*TAREFA PROPOSTA:* Diga se cada afirmação concorda com o trecho abaixo sobre auditoria de políticas descentralizadas, respondendo sim ou não e citando as palavras decisivas do trecho. (a) O Brasil tem um alto grau de autonomia local. (b) No Brasil, os arranjos de governança multinível são bem integrados. (c) As EFSs precisam avaliar o sistema de governança multinível ligado à política descentralizada examinada.

*TRECHO DO DOCUMENTO:*
------------------------------------
Auditar políticas públicas descentralizadas representa desafios
As Entidades Fiscalizadoras Superiores (EFSs) são administradoras cruciais do controle, prestação de contas e accountability e promovem a confiança no governo, pois fornecem supervisão, visão e previsão independentes sobre o gasto público e o desempenho das políticas públicas. Além de seu papel na prestação de contas pública, as EFSs têm o potencial de fornecer uma visão baseada em evidências e transversal para os parlamentos, centros de governo e cidadãos, sobre o que funciona e o que não funciona em relação a políticas públicas. Em um contexto descentralizado, as EFSs enfrentam desafios complexos para poderem cumprir este papel. Com muitos governos locais e regionais envolvidos na concepção de políticas e na prestação de serviços, as EFSs devem reunir evidências sobre os resultados das políticas em diferentes níveis de governo. Além disso, para identificar os problemas na formulação de políticas em todos os níveis de governo, as EFSs também precisam avaliar o sistema de governança multinível associado à política descentralizada sob escrutínio. O desafio pode ser ainda maior em países onde, além das EFS, existem outros órgãos de auditoria externa subnacionais com mandatos para auditar os governos regional e local.
Auditoria de políticas descentralizadas em um sistema de auditoria descentralizado: o caso do Brasil
O Brasil é um país federativo com um alto grau de autonomia local. Todos os níveis de governo compartilham responsabilidades em relação a políticas públicas descentralizadas em áreas como saúde, educação, previdência social, bem-estar, habitação e saneamento, entre outros. A disparidade regional na prestação desses serviços é notadamente predominante no Brasil, enquanto os arranjos de governança multinível, cruciais para assegurar uma coordenação eficaz no caso de políticas descentralizadas, são altamente fragmentados.
------------------------------------
*LINHAS FORNECIDAS:*

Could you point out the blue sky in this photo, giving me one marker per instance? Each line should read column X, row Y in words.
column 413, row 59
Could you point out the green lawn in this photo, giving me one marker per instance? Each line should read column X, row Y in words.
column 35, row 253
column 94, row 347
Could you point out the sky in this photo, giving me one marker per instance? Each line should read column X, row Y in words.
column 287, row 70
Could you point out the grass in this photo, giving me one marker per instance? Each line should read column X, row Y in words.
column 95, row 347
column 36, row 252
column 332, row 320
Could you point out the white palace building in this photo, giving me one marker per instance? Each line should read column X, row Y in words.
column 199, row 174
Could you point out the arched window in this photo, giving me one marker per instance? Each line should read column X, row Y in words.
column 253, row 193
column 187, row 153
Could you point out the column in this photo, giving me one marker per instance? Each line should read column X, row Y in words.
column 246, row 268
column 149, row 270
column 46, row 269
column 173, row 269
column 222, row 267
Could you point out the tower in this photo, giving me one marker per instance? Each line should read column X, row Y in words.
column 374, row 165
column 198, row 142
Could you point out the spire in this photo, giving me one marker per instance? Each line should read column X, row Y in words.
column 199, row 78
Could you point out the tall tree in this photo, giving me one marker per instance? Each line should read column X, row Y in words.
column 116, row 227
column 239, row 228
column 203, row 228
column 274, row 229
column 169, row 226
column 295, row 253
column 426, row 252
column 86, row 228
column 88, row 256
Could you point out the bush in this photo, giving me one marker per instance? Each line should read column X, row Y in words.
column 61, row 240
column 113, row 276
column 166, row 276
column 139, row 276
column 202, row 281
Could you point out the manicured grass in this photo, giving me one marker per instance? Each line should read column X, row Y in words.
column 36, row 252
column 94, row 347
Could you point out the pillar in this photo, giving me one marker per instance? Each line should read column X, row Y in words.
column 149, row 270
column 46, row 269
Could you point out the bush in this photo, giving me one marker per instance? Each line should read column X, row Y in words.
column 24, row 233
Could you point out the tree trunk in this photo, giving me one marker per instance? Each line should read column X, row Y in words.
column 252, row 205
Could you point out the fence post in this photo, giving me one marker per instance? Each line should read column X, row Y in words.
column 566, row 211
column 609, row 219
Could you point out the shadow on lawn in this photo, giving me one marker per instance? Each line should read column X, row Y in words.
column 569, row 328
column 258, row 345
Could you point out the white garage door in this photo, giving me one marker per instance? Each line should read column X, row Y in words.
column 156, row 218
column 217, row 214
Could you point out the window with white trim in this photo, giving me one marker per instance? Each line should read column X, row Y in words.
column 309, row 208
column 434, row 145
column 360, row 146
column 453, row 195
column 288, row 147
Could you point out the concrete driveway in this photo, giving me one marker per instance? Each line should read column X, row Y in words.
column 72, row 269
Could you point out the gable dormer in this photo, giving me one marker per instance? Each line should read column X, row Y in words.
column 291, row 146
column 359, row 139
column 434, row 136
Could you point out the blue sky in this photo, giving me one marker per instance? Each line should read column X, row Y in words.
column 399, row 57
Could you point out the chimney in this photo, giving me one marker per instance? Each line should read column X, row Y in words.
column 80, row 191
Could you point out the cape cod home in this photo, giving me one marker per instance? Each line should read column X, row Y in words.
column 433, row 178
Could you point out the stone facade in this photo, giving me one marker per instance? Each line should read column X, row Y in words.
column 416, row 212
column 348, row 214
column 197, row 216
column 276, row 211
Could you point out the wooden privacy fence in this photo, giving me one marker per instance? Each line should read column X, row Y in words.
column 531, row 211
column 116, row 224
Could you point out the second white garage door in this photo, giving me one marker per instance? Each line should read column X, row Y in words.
------------------------------------
*RESPOSTA À TAREFA:*
(a) Sim: "O Brasil é um país federativo com um alto grau de autonomia local."
(b) Não: "os arranjos de governança multinível, cruciais para assegurar uma coordenação eficaz no caso de políticas descentralizadas, são altamente fragmentados."
(c) Sim: "as EFSs também precisam avaliar o sistema de governança multinível associado à política descentralizada sob escrutínio."